_WORK TASK:_ Copy each line below in which the string "night" occurs.

── DATA SUPPLIED

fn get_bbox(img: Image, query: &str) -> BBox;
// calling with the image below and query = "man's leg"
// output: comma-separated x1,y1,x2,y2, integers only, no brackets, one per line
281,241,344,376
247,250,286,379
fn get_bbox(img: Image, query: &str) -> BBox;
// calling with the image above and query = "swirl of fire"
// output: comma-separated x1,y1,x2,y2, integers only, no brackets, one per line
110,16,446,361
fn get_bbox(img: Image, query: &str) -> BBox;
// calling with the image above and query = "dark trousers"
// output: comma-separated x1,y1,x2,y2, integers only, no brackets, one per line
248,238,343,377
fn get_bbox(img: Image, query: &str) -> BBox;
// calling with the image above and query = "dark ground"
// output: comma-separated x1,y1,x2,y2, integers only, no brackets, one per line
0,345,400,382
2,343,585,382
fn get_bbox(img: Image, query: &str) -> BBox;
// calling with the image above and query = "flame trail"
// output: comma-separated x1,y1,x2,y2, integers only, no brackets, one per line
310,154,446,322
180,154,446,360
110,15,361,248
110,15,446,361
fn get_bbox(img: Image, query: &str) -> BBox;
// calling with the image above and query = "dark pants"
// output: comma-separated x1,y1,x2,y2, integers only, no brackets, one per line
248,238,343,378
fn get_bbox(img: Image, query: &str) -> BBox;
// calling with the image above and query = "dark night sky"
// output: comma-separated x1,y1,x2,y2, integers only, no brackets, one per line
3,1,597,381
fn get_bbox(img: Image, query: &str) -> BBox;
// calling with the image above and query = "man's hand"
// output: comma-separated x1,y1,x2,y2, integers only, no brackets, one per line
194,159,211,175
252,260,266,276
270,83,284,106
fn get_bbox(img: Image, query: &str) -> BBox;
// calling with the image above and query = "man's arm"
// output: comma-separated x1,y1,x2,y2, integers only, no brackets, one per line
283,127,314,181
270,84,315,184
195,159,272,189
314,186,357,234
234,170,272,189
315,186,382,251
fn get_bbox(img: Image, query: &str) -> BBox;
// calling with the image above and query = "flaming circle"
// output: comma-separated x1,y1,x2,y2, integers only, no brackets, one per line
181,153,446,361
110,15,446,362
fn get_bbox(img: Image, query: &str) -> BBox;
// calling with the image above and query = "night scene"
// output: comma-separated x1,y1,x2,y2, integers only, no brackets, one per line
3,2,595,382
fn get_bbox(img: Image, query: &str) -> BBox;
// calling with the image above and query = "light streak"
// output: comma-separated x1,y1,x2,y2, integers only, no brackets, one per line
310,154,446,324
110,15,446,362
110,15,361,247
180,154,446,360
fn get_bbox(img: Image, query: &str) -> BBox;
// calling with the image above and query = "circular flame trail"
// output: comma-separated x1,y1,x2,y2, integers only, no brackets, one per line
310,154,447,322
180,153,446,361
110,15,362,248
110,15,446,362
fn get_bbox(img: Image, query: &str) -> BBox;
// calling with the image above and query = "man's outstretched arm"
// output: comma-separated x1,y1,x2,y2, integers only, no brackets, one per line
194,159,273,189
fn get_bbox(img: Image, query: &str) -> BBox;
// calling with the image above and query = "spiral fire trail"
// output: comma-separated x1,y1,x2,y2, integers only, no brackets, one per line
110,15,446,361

────

_OUTPUT OF THE EXERCISE:_
// calling with the image above and query = "dark night sky"
// calling with the image above and query = "night scene"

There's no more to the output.